*EXERCISE DETAILS*.
All records are to be printed exactly as they appear.

*RECORDED DATA*.

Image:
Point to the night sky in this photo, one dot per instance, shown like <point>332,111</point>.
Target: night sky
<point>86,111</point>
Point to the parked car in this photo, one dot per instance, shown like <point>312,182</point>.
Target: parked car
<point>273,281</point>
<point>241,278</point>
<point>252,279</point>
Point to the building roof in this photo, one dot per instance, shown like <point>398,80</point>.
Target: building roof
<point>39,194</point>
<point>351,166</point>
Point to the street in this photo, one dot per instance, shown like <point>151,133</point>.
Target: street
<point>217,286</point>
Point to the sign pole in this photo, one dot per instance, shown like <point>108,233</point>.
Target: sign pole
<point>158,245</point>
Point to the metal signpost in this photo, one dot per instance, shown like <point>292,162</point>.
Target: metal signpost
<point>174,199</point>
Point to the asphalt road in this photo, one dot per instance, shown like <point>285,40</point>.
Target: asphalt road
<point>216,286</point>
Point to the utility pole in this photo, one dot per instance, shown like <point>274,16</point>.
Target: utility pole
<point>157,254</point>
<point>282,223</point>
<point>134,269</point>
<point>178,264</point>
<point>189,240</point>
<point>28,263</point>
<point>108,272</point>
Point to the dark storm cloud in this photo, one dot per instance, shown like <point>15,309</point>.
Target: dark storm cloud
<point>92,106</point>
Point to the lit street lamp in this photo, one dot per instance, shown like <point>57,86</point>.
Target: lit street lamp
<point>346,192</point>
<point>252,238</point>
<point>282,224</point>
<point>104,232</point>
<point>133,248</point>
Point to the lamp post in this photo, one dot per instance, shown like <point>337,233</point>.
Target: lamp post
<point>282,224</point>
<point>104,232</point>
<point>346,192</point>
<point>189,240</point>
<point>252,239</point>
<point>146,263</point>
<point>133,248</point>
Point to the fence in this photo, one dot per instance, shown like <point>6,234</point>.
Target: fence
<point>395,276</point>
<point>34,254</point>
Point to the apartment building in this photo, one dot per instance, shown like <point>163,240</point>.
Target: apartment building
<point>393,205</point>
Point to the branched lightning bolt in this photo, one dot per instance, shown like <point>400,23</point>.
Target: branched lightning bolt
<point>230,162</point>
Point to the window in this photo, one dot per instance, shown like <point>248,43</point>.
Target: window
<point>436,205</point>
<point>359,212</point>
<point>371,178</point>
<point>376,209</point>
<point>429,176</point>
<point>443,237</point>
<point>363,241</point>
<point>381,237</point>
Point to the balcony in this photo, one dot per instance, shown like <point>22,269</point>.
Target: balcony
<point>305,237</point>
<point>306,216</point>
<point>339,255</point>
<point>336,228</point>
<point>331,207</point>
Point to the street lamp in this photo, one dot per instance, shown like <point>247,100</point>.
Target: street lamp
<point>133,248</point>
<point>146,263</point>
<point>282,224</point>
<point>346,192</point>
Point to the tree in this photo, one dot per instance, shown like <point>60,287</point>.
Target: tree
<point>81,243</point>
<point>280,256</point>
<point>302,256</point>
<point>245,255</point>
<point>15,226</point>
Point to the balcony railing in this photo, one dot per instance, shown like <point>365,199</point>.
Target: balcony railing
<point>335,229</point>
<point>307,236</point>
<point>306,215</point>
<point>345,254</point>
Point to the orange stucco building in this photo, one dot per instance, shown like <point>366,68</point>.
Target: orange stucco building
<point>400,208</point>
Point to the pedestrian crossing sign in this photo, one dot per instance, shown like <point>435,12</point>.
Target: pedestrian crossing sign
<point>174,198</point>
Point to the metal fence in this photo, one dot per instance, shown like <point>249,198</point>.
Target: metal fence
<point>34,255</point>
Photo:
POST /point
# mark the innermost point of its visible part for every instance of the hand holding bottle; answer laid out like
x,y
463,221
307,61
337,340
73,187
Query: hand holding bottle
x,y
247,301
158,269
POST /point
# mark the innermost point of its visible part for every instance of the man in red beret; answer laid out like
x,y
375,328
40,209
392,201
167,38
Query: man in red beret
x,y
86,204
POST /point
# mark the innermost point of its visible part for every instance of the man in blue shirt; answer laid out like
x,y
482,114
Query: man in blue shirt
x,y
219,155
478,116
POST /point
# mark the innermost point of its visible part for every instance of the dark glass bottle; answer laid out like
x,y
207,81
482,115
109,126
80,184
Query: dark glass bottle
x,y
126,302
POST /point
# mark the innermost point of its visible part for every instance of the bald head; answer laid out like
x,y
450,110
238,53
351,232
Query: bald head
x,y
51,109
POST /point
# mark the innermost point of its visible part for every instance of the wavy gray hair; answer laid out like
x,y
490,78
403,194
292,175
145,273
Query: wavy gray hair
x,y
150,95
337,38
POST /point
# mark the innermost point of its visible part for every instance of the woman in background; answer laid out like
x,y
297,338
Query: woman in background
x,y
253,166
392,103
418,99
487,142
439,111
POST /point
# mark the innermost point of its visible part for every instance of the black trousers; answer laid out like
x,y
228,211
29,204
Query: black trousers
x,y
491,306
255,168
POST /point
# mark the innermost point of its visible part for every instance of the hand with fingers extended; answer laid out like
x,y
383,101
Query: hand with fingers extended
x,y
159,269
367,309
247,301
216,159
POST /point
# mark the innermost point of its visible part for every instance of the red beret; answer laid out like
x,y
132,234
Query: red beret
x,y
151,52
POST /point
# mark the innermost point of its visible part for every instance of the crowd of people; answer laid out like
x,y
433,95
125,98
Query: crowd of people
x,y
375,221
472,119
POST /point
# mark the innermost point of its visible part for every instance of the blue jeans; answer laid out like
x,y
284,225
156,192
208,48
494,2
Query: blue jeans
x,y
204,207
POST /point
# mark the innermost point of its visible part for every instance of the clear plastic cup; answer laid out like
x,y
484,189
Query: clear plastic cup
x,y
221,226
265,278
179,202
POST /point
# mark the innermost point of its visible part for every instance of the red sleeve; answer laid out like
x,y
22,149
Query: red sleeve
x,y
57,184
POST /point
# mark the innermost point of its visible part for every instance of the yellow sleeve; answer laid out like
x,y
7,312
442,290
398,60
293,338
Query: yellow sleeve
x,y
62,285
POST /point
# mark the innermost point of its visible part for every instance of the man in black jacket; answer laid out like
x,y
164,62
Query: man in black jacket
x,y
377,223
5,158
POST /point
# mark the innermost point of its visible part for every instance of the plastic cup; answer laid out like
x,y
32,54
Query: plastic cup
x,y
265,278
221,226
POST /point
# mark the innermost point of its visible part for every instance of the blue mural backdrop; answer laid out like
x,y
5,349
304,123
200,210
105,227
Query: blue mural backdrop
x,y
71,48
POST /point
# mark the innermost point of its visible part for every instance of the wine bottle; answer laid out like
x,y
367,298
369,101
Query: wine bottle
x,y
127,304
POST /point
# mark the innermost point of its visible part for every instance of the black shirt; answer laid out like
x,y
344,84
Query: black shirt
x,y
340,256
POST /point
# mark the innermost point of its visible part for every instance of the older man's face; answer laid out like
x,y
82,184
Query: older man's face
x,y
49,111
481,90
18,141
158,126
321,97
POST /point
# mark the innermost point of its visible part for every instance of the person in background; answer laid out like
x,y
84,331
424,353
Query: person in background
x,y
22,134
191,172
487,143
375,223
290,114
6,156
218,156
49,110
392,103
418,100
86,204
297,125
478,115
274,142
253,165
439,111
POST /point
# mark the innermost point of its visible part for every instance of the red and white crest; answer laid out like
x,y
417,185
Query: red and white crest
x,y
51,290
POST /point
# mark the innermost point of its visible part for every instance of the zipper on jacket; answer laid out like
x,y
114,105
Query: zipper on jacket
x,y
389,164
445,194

*COMPLETED EXERCISE*.
Image:
Point to the night sky in this photo, one dot per instance, shown like <point>332,111</point>.
Target: night sky
<point>86,111</point>
Point to the parked car in this photo, one dot per instance, shown like <point>312,182</point>.
Target: parked car
<point>273,281</point>
<point>241,278</point>
<point>252,279</point>
Point to the building roof in this photo, one dot per instance, shown like <point>398,80</point>.
Target: building roof
<point>39,194</point>
<point>351,166</point>
Point to the street in this photo, one dot per instance, shown like <point>151,133</point>.
Target: street
<point>217,286</point>
Point to the sign pole in this photo, one dot per instance, shown like <point>108,233</point>.
Target: sign pole
<point>158,245</point>
Point to the metal signpost in this photo, one dot per instance, shown like <point>292,162</point>.
Target: metal signpost
<point>174,199</point>
Point to the asphalt road in this photo, one dot per instance, shown like <point>285,40</point>.
Target: asphalt road
<point>216,286</point>
Point to the utility pole in this photo, one dot per instance, shown like <point>274,16</point>.
Target: utility pole
<point>157,254</point>
<point>282,223</point>
<point>134,269</point>
<point>178,264</point>
<point>189,240</point>
<point>28,263</point>
<point>108,272</point>
Point to the dark storm cloud in this photo, one dot per instance, shown like <point>15,309</point>.
Target: dark storm cloud
<point>92,106</point>
Point to the lit street lamp in this photo, one dot per instance, shown like <point>57,86</point>.
Target: lit street lamp
<point>346,192</point>
<point>252,238</point>
<point>282,224</point>
<point>104,232</point>
<point>133,248</point>
Point to the lamp post in this photo, one dot per instance, shown like <point>337,233</point>.
Target: lamp post
<point>282,224</point>
<point>104,232</point>
<point>346,192</point>
<point>189,240</point>
<point>252,239</point>
<point>146,263</point>
<point>133,248</point>
Point to the fence in this photo, one dot per instance, shown like <point>6,234</point>.
Target: fence
<point>395,276</point>
<point>34,254</point>
Point to the apartment building in this photo, one dot per instance, shown like <point>163,240</point>.
Target: apartment building
<point>393,205</point>
Point to the branched lightning bolt in this photo, one dot per instance, shown like <point>400,23</point>.
Target: branched lightning bolt
<point>230,162</point>
Point to the window in this photo, one dot per instance, shown like <point>248,43</point>.
Target: window
<point>436,205</point>
<point>359,212</point>
<point>371,178</point>
<point>376,209</point>
<point>429,176</point>
<point>443,237</point>
<point>363,241</point>
<point>381,237</point>
Point to the balcony in this photo, one dot per instance, shown like <point>22,269</point>.
Target: balcony
<point>305,237</point>
<point>306,216</point>
<point>339,255</point>
<point>336,228</point>
<point>331,207</point>
Point to the street lamp in this photo, one dot per instance, shown like <point>247,100</point>.
Target: street lamp
<point>133,248</point>
<point>146,263</point>
<point>282,224</point>
<point>346,192</point>
Point to the tree in this photo, one dot per instance, shown like <point>60,287</point>.
Target: tree
<point>81,243</point>
<point>280,256</point>
<point>302,256</point>
<point>245,255</point>
<point>15,226</point>
Point to the balcony railing in this photo, one dot per instance, shown like <point>365,199</point>.
Target: balcony railing
<point>335,229</point>
<point>307,236</point>
<point>306,215</point>
<point>345,254</point>
Point to the orange stucco building in this photo, one dot per instance, shown like <point>366,68</point>.
Target: orange stucco building
<point>400,208</point>
Point to the pedestrian crossing sign in this photo, one dot per instance, shown like <point>435,12</point>.
Target: pedestrian crossing sign
<point>174,198</point>
Point to the metal fence in this photo, one dot per instance, shown like <point>249,198</point>.
Target: metal fence
<point>34,255</point>
Photo:
POST /point
# mark the innermost point of its visible part for every instance of the hand holding bottle; answer laid out like
x,y
463,221
307,61
337,340
73,187
Query: hand holding bottle
x,y
247,301
158,269
POST /point
# mark the innermost point of its visible part for every instance of the man in red beret; answer laid out like
x,y
375,328
40,209
392,201
167,38
Query: man in red beret
x,y
86,204
POST /point
# mark the innermost point of its visible part for every instance of the man in blue shirt; answer laid out like
x,y
482,114
Query: man in blue shirt
x,y
219,155
478,116
POST /point
# mark the innermost point of its visible part for every instance of the dark glass bottle; answer laid out like
x,y
207,81
482,115
109,126
80,184
Query: dark glass bottle
x,y
126,302
POST /point
# mark the innermost point of its visible part for every instance of the bald head; answer laid out like
x,y
450,110
238,53
351,232
Query: bald head
x,y
51,109
POST /point
# mark the innermost point of its visible part for every instance of the wavy gray hair; answer laid out like
x,y
490,78
403,194
292,175
145,273
Query: wavy gray hair
x,y
150,95
337,38
POST /point
# mark the innermost point of its visible part for every instance of the woman in background; answer laid out like
x,y
297,338
Query: woman in background
x,y
253,166
392,103
418,99
487,142
439,111
POST /point
# mark the innermost point of its visible part for every instance of the black trousers; answer laid out like
x,y
228,211
29,204
Query: black trousers
x,y
491,306
255,168
POST /point
# mark the innermost point of its visible part for every instance of the hand with fingers extended; answer laid out like
x,y
383,101
Query: hand with fingers extended
x,y
159,269
367,309
247,301
216,159
POST /point
# mark the innermost point of its visible part for every instance of the red beret; answer laid out like
x,y
132,234
Query: red beret
x,y
151,52
POST /point
# mark the innermost point of its visible part for every instance of the crowd of people; answer laid out like
x,y
433,95
125,98
Query: crowd of people
x,y
375,221
472,119
POST /point
# mark the innermost point of its visible part for every instance of the blue jeans; answer laid out like
x,y
284,225
156,192
208,48
494,2
Query: blue jeans
x,y
204,207
POST /point
# mark the innermost point of its visible part for every instance of the clear plastic cup; answer laid out like
x,y
484,189
Query: clear plastic cup
x,y
221,226
265,278
179,202
POST /point
# mark the innermost point of its visible part for every instance of the red sleeve; answer laid out like
x,y
22,149
Query: red sleeve
x,y
57,184
POST /point
# mark the innermost point of its visible part for every instance of the yellow sleeve; answer laid out like
x,y
7,312
442,290
398,60
293,338
Query: yellow sleeve
x,y
62,285
POST /point
# mark the innermost point of its visible part for every instance of the man in black jacket; answer laid out like
x,y
164,62
Query: man in black jacket
x,y
377,223
5,158
POST /point
# mark the innermost point of its visible part for every instance of the plastic cup; answer laid out like
x,y
32,54
Query: plastic cup
x,y
265,278
221,226
POST /point
# mark the innermost point of its visible part for every instance of the blue mural backdrop; answer laid out like
x,y
5,349
304,123
200,210
105,227
Query: blue mural backdrop
x,y
71,48
POST /point
# mark the innermost point of its visible part for every instance of the wine bottle; answer laid out like
x,y
367,298
369,101
Query: wine bottle
x,y
127,304
POST /point
# mark the innermost point of its visible part for every instance of the black shirt; answer laid out like
x,y
344,84
Query: black shirt
x,y
340,256
POST /point
# mark the innermost point of its visible part for every instance of the older man's face; answer laid out like
x,y
82,184
Query: older man's face
x,y
49,111
481,90
18,141
158,126
321,97
POST /point
# mark the innermost point of its visible part for every instance of the person in background; answer laid out like
x,y
84,331
424,353
Query: person in background
x,y
22,134
191,172
487,143
375,223
290,114
6,156
218,156
49,110
392,103
418,100
86,204
297,125
478,115
274,142
253,165
439,111
POST /point
# mark the innermost point of its visible part for every instance of the red and white crest; answer laid out like
x,y
417,185
Query: red and white crest
x,y
51,290
POST /point
# mark the innermost point of its visible part for every instance of the zipper on jacket; answer laid out like
x,y
114,105
Query: zipper on jacket
x,y
389,164
445,194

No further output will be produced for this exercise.